[Items from a dataset]
+--
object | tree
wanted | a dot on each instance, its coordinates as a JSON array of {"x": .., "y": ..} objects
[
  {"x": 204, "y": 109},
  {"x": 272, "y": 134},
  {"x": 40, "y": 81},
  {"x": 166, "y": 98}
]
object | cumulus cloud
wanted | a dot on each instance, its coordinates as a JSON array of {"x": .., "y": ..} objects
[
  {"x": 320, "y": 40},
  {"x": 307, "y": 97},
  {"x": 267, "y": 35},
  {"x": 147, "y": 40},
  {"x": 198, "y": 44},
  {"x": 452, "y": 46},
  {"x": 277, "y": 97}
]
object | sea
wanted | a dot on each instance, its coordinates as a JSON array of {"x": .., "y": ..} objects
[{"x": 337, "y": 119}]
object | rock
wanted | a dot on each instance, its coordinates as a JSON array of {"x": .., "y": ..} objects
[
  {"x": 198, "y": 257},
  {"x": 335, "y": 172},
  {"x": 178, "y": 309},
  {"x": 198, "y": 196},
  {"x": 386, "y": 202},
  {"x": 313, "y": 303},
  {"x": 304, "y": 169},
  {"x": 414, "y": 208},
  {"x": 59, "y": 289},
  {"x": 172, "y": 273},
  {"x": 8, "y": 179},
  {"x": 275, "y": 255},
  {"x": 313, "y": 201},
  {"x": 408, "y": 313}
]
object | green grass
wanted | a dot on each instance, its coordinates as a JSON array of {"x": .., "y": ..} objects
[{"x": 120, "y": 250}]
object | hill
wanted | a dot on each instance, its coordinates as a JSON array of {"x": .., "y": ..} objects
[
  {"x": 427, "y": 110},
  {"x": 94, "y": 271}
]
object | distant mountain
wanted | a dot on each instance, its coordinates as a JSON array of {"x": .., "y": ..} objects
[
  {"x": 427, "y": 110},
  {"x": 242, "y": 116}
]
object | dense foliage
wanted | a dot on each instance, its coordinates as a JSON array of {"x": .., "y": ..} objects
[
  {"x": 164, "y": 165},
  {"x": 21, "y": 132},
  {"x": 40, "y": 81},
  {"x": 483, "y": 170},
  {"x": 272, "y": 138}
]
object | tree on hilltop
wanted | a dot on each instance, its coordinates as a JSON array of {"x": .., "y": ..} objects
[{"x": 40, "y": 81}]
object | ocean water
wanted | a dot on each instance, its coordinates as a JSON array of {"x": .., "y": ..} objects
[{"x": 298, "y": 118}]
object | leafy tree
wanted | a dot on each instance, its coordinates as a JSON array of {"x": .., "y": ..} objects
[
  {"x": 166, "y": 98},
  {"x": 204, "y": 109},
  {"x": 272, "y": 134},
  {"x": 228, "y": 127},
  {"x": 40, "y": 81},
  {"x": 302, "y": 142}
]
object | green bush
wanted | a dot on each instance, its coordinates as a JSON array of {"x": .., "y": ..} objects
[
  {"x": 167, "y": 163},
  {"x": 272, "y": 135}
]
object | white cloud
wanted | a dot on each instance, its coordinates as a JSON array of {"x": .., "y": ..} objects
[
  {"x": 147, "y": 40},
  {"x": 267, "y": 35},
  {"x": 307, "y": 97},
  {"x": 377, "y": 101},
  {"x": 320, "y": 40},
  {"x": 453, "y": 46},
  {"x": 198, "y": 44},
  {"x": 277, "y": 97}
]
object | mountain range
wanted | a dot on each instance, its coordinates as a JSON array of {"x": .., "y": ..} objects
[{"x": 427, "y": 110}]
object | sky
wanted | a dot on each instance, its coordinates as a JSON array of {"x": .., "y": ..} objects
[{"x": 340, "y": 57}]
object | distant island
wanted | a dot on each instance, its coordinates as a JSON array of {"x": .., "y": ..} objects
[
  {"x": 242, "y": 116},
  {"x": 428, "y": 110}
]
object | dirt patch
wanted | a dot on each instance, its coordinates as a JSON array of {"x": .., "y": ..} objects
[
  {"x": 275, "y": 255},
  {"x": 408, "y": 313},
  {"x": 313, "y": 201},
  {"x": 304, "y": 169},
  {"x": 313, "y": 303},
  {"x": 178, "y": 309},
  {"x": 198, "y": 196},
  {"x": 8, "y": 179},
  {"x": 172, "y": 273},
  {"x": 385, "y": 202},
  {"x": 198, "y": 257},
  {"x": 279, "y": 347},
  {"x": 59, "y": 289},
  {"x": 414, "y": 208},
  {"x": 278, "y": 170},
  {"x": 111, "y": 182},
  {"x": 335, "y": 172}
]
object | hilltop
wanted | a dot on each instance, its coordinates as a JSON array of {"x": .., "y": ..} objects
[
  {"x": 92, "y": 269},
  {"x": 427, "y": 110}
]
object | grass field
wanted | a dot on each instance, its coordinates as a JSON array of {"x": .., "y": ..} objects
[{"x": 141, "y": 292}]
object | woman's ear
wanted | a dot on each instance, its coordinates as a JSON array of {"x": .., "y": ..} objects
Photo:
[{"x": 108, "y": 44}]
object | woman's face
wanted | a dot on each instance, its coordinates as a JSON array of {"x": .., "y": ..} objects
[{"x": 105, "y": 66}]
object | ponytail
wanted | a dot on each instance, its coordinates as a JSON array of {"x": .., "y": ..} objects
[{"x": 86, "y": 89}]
+--
Given instruction – All of the data shown above must be copied exactly.

Exercise result –
object | tree
wanted | a dot on each instance, its coordinates as a JSON array of {"x": .., "y": ..} objects
[
  {"x": 204, "y": 109},
  {"x": 272, "y": 134},
  {"x": 40, "y": 81},
  {"x": 166, "y": 98}
]
object | cumulus cloud
wanted | a dot on each instance, its coordinates as a JSON array of {"x": .., "y": ..} objects
[
  {"x": 320, "y": 40},
  {"x": 307, "y": 97},
  {"x": 267, "y": 35},
  {"x": 147, "y": 40},
  {"x": 198, "y": 44},
  {"x": 452, "y": 46},
  {"x": 277, "y": 97}
]
object | sea
wanted | a dot on each instance, its coordinates as a JSON array of {"x": .., "y": ..} objects
[{"x": 337, "y": 119}]
object | rock
wanted | a dot on each instance, its coordinates as a JSON array of {"x": .., "y": ..} objects
[
  {"x": 198, "y": 257},
  {"x": 335, "y": 172},
  {"x": 178, "y": 309},
  {"x": 198, "y": 196},
  {"x": 386, "y": 202},
  {"x": 313, "y": 303},
  {"x": 304, "y": 169},
  {"x": 414, "y": 208},
  {"x": 59, "y": 289},
  {"x": 172, "y": 273},
  {"x": 8, "y": 179},
  {"x": 275, "y": 255},
  {"x": 313, "y": 201},
  {"x": 408, "y": 313}
]
object | green grass
wanted | a dot on each instance, its coordinates as a JSON array of {"x": .., "y": ..} objects
[{"x": 120, "y": 250}]
object | hill
wanted | a dot on each instance, its coordinates as a JSON array of {"x": .., "y": ..} objects
[
  {"x": 427, "y": 110},
  {"x": 94, "y": 271}
]
object | distant mountain
wanted | a dot on each instance, its coordinates as a JSON array of {"x": .., "y": ..} objects
[
  {"x": 427, "y": 110},
  {"x": 242, "y": 116}
]
object | dense foliage
wanted | a dot on each instance, its coordinates as a JSON array of {"x": .., "y": ..} objects
[
  {"x": 164, "y": 165},
  {"x": 21, "y": 132},
  {"x": 40, "y": 81},
  {"x": 483, "y": 170},
  {"x": 272, "y": 138}
]
object | tree on hilltop
wanted | a dot on each instance, its coordinates as a JSON array of {"x": .., "y": ..} objects
[{"x": 40, "y": 81}]
object | ocean water
wanted | a dot on each instance, its coordinates as a JSON array of {"x": .., "y": ..} objects
[{"x": 298, "y": 118}]
object | leafy tree
wanted | a dot on each instance, its coordinates as a JSON array of {"x": .., "y": ..} objects
[
  {"x": 166, "y": 98},
  {"x": 204, "y": 109},
  {"x": 272, "y": 134},
  {"x": 228, "y": 127},
  {"x": 40, "y": 81},
  {"x": 302, "y": 142}
]
object | green bush
wanted | a dot on each instance, its coordinates as a JSON array of {"x": .., "y": ..} objects
[
  {"x": 167, "y": 163},
  {"x": 272, "y": 135}
]
object | white cloud
wanted | a dot on each instance, its coordinates as a JSON array of {"x": .., "y": ..} objects
[
  {"x": 147, "y": 40},
  {"x": 267, "y": 35},
  {"x": 307, "y": 97},
  {"x": 377, "y": 101},
  {"x": 320, "y": 40},
  {"x": 453, "y": 46},
  {"x": 198, "y": 44},
  {"x": 277, "y": 97}
]
object | mountain range
wanted | a dot on each instance, its coordinates as a JSON array of {"x": .., "y": ..} objects
[{"x": 427, "y": 110}]
object | sky
wanted | a dot on each instance, its coordinates as a JSON array of {"x": .., "y": ..} objects
[{"x": 340, "y": 57}]
object | distant island
wanted | a dot on each instance, its coordinates as a JSON array of {"x": .., "y": ..} objects
[
  {"x": 242, "y": 116},
  {"x": 428, "y": 110}
]
object | dirt patch
wanted | a dot on each instance, its coordinates as a JSON array of {"x": .., "y": ..} objects
[
  {"x": 275, "y": 255},
  {"x": 408, "y": 313},
  {"x": 313, "y": 201},
  {"x": 304, "y": 169},
  {"x": 313, "y": 303},
  {"x": 178, "y": 309},
  {"x": 198, "y": 196},
  {"x": 8, "y": 179},
  {"x": 172, "y": 273},
  {"x": 385, "y": 202},
  {"x": 198, "y": 257},
  {"x": 279, "y": 347},
  {"x": 59, "y": 289},
  {"x": 414, "y": 208},
  {"x": 278, "y": 170},
  {"x": 111, "y": 182},
  {"x": 335, "y": 172}
]
object | hilltop
wanted | a dot on each instance, its coordinates as a JSON array of {"x": .., "y": ..} objects
[
  {"x": 92, "y": 269},
  {"x": 427, "y": 110}
]
object | grass field
wanted | a dot on each instance, its coordinates as a JSON array of {"x": .., "y": ..} objects
[{"x": 141, "y": 292}]
object | woman's ear
wanted | a dot on each instance, its coordinates as a JSON array of {"x": .., "y": ..} objects
Photo:
[{"x": 108, "y": 44}]
object | woman's face
wanted | a dot on each instance, its coordinates as a JSON array of {"x": .., "y": ..} objects
[{"x": 105, "y": 66}]
object | ponytail
wanted | a dot on each instance, its coordinates as a JSON array of {"x": .., "y": ..} objects
[{"x": 86, "y": 89}]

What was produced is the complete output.